Soundstreams was founded in 1982 with a mandate “to strengthen public engagement with new Canadian music and music theatre/opera through commissioning, developing, producing, and disseminating that music.” Throughout its history, the organization has introduced audiences to a variety of new voices, showcasing Canadian composers and performers within innovative and often inspiring contexts. Much of that context springs from intelligent selections and what Cherney terms “thematic programming that often brings in references to things and events outside of music.”

Photo: Cylla von Tiedemann
The group’s season-opening concert in November, Mass for the Endangered, explored environmental issues and themes. This coming May, In Terra Pax revolves around what Cherney calls “an important and a very timely subject: war and peace—and, of course, it is connected to what’s going on in Ukraine. Music can reflect on what’s going on in our world in ways that almost no other discipline can.”
Complementing these concerts are events Cherney describes as “purely musical—we’ve always been quite eclectic.”

Blending the thematic and the musical are two February concerts, each of which mark the 90th birthday of Arvo Pärt. The composer, who emigrated from his native Estonia in 1980, is noted for his quiet, if powerful, critique of Soviet ideology. He expressed this via his tintinnabuli compositional style exemplified in pieces like Spiegel im Spiegel from 1978 (composed just prior to Pärt’s departing his homeland) and Fratres (1977).
TD Encounters: Another Side of Arvo Pärt on Feb. 9 (at Hugh’s Room) will feature the famous Fratres as well as work by Canadian composer Omar Daniel and Ukrainian-Canadian multimedia artist Anna Pidgorna. “Our purpose is often to connect Canadian composers and performers with international composers and performers,” Cherney says, “and the greatest way to do that is when foreign ensembles come here, we ask them to sing, perform, and play Canadian music. Some of these ensembles have taken the repertoire we commissioned back home. There’s no greater compliment to any composer than to have another country’s ensemble championing their work.”
Arvo Pärt at 90 on Feb. 14 (at Yorkminster Park Baptist Church) features the Estonian Philharmonic Chamber Choir led by Grammy Award-winning conductor and ensemble Artistic Director Tõnu Kaljuste. The program features an array of composers in the first half, with works by Lucio Berio and Philip Glass, as well as Estonian Evelin Seppar and a world premiere by Toronto-born Esko Maimets. The concert’s second half is comprised of works by Pärt, including Magnificat (1989) and The Deer’s Cry (2007).

— REQUIREMENTS —
1. Copy the stretch of the Soundstreams article from "Arvo Pärt at" through "Deer’s Cry (2007).".
2. According to the Soundstreams article, at what venue will Arvo Pärt at 90 take place?
Rely only on the Soundstreams article.

— DATASET ENTRIES —
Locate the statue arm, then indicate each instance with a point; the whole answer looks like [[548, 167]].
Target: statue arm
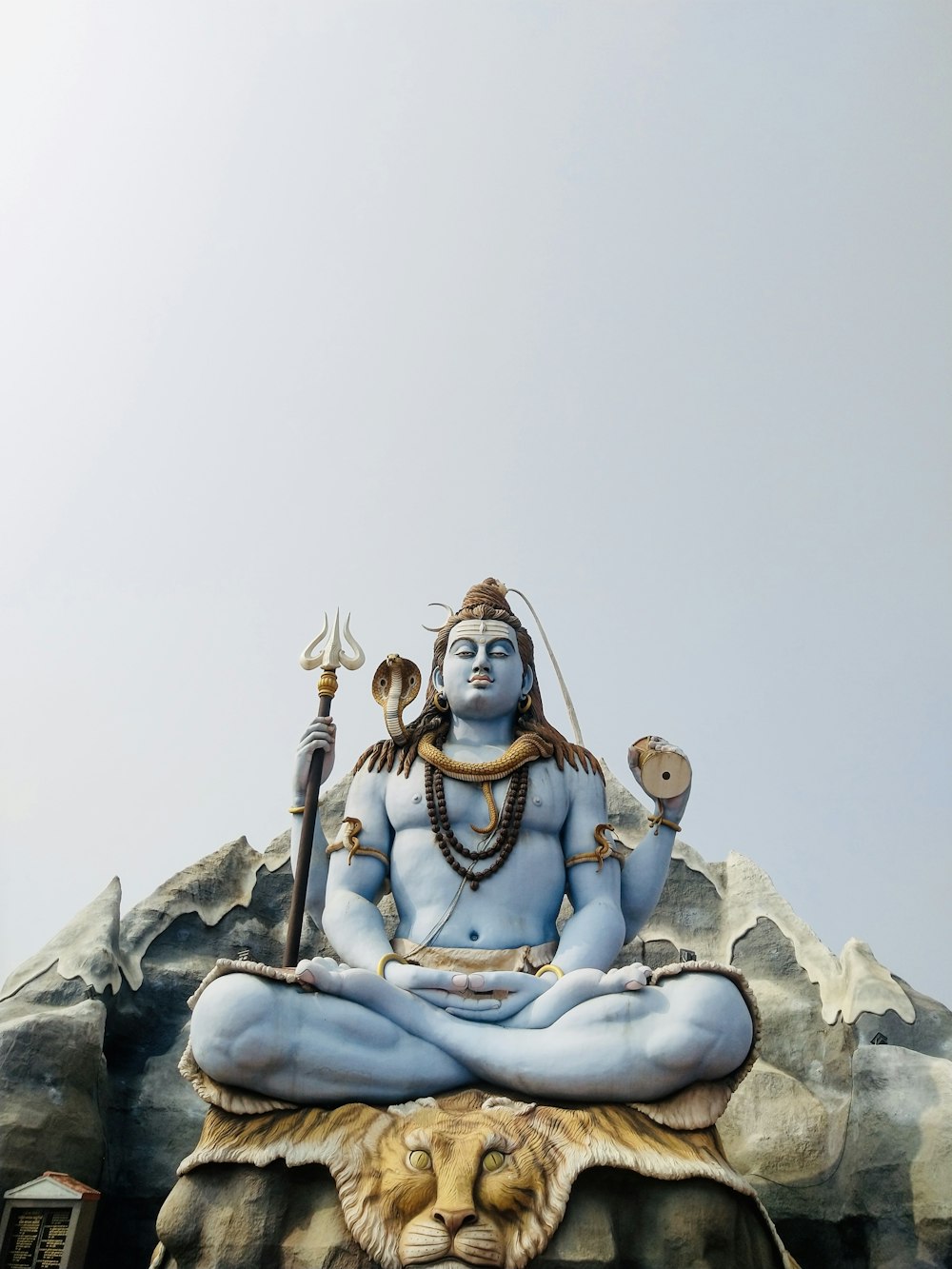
* * *
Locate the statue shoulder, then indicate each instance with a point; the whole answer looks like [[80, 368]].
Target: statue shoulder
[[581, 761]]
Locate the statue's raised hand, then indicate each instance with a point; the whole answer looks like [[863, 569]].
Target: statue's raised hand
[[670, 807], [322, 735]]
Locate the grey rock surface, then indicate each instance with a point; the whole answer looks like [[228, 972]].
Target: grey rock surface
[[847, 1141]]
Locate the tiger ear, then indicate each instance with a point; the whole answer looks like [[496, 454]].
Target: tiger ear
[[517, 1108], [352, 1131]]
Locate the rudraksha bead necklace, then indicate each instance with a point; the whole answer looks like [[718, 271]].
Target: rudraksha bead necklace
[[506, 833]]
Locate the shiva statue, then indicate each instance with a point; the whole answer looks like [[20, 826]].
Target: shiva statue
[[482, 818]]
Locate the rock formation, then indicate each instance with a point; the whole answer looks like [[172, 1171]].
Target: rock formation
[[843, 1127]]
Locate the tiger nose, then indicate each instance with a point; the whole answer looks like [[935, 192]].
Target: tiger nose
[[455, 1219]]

— RESULTS OF THE TASKS —
1.
Arvo Pärt at 90 on Feb. 14 (at Yorkminster Park Baptist Church) features the Estonian Philharmonic Chamber Choir led by Grammy Award-winning conductor and ensemble Artistic Director Tõnu Kaljuste. The program features an array of composers in the first half, with works by Lucio Berio and Philip Glass, as well as Estonian Evelin Seppar and a world premiere by Toronto-born Esko Maimets. The concert’s second half is comprised of works by Pärt, including Magnificat (1989) and The Deer’s Cry (2007).

2. Yorkminster Park Baptist Church